-- BEGIN LISTING --

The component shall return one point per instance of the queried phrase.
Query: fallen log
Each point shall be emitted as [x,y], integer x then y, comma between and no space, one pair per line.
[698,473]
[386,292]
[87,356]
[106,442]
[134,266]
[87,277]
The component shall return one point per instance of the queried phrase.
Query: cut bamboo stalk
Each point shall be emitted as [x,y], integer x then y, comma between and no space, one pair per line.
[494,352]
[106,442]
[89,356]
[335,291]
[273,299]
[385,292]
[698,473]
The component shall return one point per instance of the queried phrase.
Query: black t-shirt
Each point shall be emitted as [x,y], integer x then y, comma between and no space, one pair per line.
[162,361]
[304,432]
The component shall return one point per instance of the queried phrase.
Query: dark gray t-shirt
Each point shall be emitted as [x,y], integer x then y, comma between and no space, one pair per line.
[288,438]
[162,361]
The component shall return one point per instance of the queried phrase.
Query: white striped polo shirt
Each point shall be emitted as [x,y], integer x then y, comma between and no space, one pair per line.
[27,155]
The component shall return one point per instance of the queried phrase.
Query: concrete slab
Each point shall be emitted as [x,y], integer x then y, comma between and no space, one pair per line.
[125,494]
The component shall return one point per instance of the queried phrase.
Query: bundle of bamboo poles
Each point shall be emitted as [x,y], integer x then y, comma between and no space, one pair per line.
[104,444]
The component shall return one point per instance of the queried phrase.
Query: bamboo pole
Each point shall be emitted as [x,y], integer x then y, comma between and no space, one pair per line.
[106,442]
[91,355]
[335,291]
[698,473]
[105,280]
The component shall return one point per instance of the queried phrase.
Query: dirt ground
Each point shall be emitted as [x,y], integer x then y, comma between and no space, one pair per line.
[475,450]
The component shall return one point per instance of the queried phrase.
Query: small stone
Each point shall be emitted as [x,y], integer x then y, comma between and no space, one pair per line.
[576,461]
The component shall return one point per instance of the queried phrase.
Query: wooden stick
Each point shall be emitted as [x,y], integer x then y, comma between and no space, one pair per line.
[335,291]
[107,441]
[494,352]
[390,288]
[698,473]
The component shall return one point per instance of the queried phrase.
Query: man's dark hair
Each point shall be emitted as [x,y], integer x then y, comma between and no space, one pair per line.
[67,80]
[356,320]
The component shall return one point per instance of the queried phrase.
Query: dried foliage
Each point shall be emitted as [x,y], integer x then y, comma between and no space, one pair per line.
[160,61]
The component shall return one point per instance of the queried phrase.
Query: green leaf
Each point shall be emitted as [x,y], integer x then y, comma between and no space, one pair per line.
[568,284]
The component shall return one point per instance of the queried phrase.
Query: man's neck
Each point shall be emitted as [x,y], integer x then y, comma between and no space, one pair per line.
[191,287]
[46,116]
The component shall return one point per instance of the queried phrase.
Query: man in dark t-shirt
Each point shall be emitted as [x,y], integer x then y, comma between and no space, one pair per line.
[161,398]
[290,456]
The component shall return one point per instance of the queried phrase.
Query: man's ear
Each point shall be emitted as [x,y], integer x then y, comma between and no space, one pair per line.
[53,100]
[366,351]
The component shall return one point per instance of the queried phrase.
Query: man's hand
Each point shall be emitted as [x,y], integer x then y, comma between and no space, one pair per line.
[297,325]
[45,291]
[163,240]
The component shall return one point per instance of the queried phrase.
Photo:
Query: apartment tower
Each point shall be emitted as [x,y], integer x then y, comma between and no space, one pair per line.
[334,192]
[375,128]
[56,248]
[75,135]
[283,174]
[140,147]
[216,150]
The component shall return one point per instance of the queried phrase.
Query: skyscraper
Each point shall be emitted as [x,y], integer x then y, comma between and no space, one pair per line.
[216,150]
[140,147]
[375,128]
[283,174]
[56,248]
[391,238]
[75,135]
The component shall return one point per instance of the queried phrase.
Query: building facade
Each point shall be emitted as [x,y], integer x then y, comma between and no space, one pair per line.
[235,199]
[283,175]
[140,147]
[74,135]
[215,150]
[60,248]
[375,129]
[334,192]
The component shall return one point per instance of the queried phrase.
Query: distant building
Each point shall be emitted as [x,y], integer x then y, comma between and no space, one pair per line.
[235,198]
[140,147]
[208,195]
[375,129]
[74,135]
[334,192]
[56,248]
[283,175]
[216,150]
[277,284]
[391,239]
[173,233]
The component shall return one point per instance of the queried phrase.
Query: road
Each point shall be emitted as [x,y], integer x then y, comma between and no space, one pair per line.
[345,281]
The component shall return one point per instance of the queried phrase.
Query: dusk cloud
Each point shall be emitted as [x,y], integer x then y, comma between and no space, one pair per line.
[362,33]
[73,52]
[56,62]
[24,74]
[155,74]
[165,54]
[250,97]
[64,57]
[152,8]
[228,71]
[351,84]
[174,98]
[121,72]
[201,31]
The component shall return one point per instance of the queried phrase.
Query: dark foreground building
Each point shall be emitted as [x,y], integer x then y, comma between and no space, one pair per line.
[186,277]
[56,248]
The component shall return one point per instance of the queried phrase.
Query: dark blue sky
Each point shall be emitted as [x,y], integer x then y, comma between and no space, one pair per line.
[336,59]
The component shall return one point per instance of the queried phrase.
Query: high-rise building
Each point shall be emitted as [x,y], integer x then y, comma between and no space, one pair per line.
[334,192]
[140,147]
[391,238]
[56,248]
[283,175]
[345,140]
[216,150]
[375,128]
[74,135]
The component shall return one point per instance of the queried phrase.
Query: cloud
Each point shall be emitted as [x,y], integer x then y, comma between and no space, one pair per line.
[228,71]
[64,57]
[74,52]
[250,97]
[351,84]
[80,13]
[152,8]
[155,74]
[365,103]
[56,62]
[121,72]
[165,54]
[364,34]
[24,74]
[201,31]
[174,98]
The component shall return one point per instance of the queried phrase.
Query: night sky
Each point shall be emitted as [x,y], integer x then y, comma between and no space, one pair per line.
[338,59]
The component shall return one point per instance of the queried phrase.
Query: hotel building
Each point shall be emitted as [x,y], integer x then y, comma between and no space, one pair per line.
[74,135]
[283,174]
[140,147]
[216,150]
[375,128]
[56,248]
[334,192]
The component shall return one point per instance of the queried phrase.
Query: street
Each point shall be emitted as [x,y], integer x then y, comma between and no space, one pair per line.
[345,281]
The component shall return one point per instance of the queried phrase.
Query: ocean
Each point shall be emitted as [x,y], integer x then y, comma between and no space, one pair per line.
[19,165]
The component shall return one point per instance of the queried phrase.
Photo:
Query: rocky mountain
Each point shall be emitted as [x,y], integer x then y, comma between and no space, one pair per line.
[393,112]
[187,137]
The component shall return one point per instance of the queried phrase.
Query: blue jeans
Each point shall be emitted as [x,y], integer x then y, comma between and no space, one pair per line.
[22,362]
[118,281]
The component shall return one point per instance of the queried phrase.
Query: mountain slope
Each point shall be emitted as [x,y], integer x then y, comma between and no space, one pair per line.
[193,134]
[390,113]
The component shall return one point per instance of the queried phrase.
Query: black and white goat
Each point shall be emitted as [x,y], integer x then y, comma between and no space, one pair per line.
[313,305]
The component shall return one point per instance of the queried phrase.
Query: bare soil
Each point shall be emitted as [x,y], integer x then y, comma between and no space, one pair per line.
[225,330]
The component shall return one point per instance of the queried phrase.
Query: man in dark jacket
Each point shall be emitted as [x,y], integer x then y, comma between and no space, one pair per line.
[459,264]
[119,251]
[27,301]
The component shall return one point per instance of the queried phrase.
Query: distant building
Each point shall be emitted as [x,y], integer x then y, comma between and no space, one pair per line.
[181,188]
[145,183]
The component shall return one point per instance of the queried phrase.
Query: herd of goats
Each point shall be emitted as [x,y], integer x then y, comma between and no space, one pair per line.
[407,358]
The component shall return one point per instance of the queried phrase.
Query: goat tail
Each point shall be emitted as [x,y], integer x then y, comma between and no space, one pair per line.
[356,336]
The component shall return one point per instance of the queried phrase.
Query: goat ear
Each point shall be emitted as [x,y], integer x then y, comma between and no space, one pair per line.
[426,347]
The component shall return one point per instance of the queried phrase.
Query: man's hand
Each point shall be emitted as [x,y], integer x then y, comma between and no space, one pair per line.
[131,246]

-- END LISTING --

_AIM OF THE EXERCISE_. Pull out each line of the data above that contains the word "bamboo", copying those lines unchanged.

_ANSWER TO THIS PROBLEM_.
Query: cut bamboo stalk
Query: bundle of bamboo poles
Query: bamboo pole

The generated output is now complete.